Work to do -
[a] In the boat hull thread, how fast does the 35 horse Evinrude push the MonArk with only the writer aboard?
[b] For each statement, decide whether the boat hull thread supports it. Answer yes or no, and quote the words from the thread that settle it.
(i) The current hull is a riveted 1975 MonArk.
(ii) The writer plans to fit console steering on the new hull.
(iii) On the gutted StarCraft ski boat, the same motor reached 18 mph.
[c] Carry on the boat hull thread from the point where it stops.

Quoted passage -
'''

# New Hull



## SethBurnett95 (Oct 28, 2021)

So I have 1983 35 horse Evinrude with the Q pump on a riveted 1975 1644 MonArk. Pushes it with me 25 to 27mph with manual trim set all the way down. It will push 4 adults up river low 20s and run ankle deep. But my hull is aged and I am really considering ordering a pretty bare 1648 blazer SS I know it will be heavier I was just wondering if anyone might have any input on a ball park weight of one. Even if I can only haul my wife and 2 boys I’d be tickled to just have a nice hull. I plan to run stick steer to keep it open and light. Then when the opportunity comes I would like to have a 40 to 50 2 cylinders omc on it. I’ve already ran this little 35 horse in a worse configuration on a gutted 1984 StarCraft ski boat and still got around but only ran 18 mph. So I think I could make it happen. Been reading this form decided to join after I seen all the input members get from other members. I appreciate any thoughts. I also enjoy boat talk so more reason to join. Lol


----------



## JL8Jeff (Oct 29, 2021)

'''

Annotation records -
'''

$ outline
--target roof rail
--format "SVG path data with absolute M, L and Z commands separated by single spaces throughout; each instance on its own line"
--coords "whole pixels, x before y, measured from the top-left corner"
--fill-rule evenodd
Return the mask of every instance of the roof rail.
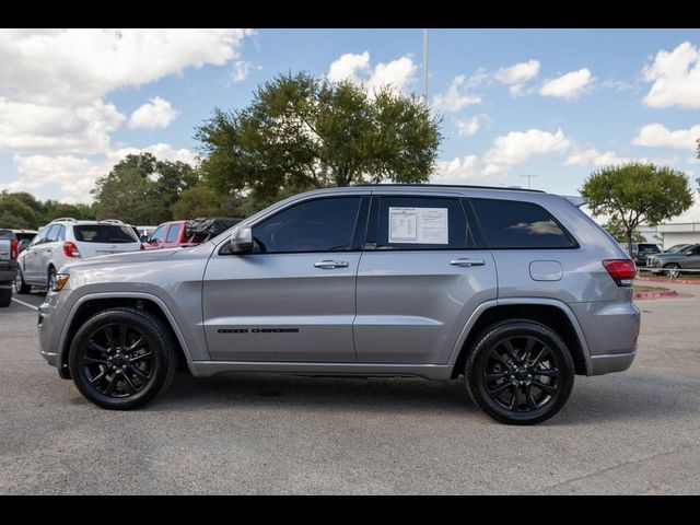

'''

In response -
[a] 25 to 27 mph, with the manual trim set all the way down.

[b]
(i) Yes: "on a riveted 1975 1644 MonArk"
(ii) No: "I plan to run stick steer to keep it open and light."
(iii) Yes: "but only ran 18 mph"

[c]
I'm actually surprised if you could really get 25-27 out of a 35/25 jet with a 16' boat. I have a 1652 Lowe mod v tunnel hull that is welded with a 60/45 Mercury and I'm not seeing those numbers. I don't run full throttle so it's tough to verify but you may want to double check what you're really getting. I would think that the Blazer with a square front and welded would be closer to 20-25 mph with a 50/35 so a 35 on down would be a bit less. Do you have any pictures of your current setup, if it's stripped down it might not be bad but the more add-ons it has it will slow things down big down.


----------



## SethBurnett95 (Oct 29, 2021)

16/42 MonArk my little 35 would still push it really good with 4 average adults and cooler.


----------



## SethBurnett95 (Oct 29, 2021)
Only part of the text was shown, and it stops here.